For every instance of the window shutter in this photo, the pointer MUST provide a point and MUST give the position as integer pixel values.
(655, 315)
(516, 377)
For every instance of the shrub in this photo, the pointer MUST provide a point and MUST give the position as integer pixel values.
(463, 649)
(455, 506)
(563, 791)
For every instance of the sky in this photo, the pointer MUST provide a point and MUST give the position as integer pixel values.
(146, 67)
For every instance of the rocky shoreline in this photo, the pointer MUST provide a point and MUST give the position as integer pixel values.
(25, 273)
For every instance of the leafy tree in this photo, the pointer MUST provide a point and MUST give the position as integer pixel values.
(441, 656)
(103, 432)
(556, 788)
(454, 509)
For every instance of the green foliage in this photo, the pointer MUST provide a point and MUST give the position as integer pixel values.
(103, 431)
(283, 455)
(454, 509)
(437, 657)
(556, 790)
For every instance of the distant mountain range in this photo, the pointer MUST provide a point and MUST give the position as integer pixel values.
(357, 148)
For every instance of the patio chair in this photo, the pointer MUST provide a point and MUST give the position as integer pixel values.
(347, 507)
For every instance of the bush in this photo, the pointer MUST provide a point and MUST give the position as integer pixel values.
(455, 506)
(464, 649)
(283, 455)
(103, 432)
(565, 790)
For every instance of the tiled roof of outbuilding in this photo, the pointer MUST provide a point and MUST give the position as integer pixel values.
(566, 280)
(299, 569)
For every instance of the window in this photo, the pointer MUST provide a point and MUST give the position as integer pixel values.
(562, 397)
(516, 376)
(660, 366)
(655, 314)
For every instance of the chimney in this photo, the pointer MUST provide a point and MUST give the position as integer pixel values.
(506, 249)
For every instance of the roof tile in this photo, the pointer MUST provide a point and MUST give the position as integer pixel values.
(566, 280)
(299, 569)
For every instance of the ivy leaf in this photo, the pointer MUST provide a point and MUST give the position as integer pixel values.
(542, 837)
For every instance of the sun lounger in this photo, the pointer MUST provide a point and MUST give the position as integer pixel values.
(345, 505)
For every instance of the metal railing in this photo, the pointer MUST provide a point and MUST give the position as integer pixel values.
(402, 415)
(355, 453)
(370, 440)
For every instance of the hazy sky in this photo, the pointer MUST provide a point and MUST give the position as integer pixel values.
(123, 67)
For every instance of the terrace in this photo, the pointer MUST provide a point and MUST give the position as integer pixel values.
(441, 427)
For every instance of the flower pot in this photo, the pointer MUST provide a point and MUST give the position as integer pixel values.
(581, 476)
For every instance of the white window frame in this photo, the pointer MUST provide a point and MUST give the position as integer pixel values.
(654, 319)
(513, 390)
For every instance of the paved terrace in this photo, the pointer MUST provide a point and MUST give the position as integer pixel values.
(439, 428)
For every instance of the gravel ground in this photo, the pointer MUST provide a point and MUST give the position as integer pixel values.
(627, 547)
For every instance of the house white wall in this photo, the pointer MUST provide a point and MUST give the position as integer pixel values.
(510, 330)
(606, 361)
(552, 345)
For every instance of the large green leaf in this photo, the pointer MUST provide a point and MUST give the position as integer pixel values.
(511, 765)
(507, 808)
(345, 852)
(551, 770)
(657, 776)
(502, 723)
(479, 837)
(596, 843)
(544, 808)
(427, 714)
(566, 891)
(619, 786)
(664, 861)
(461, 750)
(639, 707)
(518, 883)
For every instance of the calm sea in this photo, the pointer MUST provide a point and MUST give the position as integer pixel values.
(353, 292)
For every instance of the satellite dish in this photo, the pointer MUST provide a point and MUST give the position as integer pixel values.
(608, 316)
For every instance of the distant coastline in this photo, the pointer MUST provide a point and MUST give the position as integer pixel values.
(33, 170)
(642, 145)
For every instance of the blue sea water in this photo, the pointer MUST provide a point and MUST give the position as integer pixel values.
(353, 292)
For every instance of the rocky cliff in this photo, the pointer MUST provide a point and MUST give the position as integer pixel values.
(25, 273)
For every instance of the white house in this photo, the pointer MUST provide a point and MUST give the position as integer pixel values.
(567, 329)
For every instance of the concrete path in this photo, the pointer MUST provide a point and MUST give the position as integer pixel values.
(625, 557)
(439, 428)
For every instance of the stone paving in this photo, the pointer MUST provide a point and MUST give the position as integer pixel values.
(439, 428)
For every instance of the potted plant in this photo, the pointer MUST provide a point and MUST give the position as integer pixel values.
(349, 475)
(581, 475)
········
- **WRITTEN INSTRUCTION**
Rewrite the records from the line containing "For every instance of the potted" through the last line as a JSON list of strings, with one string per line and blank lines omitted.

- **WRITTEN SOLUTION**
[
  "For every instance of the potted plant in this photo, the pointer MUST provide a point and MUST give the position as integer pixel values.",
  "(349, 475)",
  "(581, 475)"
]